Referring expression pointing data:
- - -

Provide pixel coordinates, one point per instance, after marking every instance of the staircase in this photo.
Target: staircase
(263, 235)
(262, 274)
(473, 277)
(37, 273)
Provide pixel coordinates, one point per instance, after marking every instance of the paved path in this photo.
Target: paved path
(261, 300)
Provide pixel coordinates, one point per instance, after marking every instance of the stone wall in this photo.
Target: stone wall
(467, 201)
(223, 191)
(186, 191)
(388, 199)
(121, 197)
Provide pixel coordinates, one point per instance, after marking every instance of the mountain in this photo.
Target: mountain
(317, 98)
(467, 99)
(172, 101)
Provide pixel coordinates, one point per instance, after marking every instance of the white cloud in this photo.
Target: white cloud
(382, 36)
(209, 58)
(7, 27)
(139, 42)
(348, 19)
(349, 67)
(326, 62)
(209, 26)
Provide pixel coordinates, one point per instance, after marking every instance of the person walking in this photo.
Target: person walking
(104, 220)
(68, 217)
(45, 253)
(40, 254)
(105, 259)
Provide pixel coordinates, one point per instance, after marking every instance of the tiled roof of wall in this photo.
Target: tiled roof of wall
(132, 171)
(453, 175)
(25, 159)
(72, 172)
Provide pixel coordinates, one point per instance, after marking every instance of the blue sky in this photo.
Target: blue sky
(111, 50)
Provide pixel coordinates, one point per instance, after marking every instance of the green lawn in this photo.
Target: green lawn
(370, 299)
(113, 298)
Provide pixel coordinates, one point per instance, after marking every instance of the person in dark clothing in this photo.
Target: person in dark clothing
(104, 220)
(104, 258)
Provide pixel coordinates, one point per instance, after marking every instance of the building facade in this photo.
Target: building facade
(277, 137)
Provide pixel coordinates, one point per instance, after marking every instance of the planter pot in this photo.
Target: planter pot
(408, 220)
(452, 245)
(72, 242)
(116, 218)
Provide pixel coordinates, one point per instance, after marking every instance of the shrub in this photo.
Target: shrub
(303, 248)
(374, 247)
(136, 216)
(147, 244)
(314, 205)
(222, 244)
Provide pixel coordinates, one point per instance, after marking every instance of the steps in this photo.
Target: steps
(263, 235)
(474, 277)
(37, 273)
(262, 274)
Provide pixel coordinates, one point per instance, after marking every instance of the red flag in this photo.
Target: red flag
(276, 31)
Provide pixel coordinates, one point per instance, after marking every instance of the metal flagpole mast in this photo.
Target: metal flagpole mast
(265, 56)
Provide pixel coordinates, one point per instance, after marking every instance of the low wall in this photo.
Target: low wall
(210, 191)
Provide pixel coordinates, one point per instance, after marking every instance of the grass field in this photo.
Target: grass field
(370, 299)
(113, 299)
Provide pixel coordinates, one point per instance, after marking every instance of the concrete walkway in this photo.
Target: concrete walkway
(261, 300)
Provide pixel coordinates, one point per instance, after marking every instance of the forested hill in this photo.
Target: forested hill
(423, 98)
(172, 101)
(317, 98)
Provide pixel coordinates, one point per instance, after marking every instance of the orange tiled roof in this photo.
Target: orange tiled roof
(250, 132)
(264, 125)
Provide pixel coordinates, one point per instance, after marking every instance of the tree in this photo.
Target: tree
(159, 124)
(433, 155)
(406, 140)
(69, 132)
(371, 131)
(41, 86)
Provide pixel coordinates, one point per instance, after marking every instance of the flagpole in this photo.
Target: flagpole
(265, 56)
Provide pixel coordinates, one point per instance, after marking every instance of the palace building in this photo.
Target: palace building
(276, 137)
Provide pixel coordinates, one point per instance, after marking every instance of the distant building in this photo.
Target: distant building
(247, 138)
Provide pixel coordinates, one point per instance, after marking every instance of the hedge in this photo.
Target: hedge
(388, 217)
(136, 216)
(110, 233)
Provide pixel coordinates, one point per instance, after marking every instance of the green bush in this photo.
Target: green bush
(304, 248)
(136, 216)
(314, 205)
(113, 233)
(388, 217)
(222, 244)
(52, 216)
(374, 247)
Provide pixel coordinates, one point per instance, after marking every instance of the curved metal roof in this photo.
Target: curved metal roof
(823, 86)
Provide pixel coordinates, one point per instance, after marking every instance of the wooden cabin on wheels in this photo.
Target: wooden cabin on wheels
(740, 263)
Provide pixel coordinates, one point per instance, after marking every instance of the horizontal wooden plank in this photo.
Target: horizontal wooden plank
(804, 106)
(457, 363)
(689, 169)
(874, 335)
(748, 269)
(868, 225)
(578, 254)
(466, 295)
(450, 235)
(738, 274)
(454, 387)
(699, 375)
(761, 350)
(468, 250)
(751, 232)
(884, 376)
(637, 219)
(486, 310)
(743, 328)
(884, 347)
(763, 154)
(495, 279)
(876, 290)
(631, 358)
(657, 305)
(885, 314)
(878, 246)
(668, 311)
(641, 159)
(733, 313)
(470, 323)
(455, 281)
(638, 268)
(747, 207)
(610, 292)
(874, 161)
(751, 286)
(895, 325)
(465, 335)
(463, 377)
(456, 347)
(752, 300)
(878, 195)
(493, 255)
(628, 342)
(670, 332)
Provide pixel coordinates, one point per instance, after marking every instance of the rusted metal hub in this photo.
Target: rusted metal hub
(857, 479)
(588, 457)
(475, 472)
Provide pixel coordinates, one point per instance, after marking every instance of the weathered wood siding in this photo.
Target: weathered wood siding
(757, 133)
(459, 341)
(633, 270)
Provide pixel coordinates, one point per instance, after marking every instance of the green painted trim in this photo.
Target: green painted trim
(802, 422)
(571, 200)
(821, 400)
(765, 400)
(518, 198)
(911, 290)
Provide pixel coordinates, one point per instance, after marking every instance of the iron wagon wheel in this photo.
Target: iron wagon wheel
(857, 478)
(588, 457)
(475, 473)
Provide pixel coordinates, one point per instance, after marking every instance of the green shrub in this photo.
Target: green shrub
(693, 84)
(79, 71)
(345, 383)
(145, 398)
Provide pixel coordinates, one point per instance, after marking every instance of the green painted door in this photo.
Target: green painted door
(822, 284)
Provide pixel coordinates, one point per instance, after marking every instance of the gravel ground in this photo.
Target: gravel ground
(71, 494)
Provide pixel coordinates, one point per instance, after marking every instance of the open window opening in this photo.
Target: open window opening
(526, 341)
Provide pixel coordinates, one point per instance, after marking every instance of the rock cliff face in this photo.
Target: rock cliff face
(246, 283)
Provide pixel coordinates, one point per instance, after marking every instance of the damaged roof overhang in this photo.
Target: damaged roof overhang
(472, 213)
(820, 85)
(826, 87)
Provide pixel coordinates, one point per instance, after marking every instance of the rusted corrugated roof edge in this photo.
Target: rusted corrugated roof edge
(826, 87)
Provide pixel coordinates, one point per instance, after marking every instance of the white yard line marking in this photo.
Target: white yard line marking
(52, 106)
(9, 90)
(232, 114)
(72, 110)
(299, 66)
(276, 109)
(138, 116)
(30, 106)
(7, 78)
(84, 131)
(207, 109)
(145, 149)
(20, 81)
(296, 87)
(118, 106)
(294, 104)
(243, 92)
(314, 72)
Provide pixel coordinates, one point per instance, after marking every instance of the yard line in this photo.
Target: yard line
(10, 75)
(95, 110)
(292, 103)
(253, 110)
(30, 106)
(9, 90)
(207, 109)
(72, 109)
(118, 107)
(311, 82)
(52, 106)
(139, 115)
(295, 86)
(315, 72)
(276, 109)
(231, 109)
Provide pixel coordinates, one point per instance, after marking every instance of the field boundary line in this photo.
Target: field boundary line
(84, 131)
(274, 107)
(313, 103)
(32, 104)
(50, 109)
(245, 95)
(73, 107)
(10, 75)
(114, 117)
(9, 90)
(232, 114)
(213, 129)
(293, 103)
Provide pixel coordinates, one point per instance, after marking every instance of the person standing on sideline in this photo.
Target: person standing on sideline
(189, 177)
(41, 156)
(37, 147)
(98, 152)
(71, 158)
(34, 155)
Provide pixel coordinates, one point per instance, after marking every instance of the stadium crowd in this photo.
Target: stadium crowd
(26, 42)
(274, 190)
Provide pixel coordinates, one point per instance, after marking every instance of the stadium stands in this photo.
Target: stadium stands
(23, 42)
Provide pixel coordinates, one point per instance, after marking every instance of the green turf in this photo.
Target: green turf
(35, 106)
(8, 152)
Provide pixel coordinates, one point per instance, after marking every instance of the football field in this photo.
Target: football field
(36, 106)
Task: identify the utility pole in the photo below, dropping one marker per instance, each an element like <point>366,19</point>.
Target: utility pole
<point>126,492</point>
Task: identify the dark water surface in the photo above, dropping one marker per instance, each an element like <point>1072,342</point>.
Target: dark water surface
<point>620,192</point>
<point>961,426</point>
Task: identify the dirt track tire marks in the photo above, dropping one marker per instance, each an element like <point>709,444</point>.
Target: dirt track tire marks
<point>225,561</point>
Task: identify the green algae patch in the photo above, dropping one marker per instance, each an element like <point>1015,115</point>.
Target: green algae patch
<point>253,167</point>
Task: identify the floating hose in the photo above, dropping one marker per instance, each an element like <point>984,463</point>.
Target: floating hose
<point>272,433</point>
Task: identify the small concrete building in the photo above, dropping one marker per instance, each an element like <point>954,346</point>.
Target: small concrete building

- - -

§ ASSIGNED TASK:
In the entries above, restate word for word the lines between the one holding "Target: paved path" and the one holding "mountain in this photo.", inclusive, and nothing besides.

§ RESPONSE AREA:
Target: paved path
(261, 300)
Provide pixel coordinates, one point per instance, after marking every instance of the stone wall in this photo.
Target: stone wall
(467, 201)
(223, 191)
(186, 191)
(388, 199)
(121, 197)
Provide pixel coordinates, one point per instance, after marking every instance of the mountain in this photo.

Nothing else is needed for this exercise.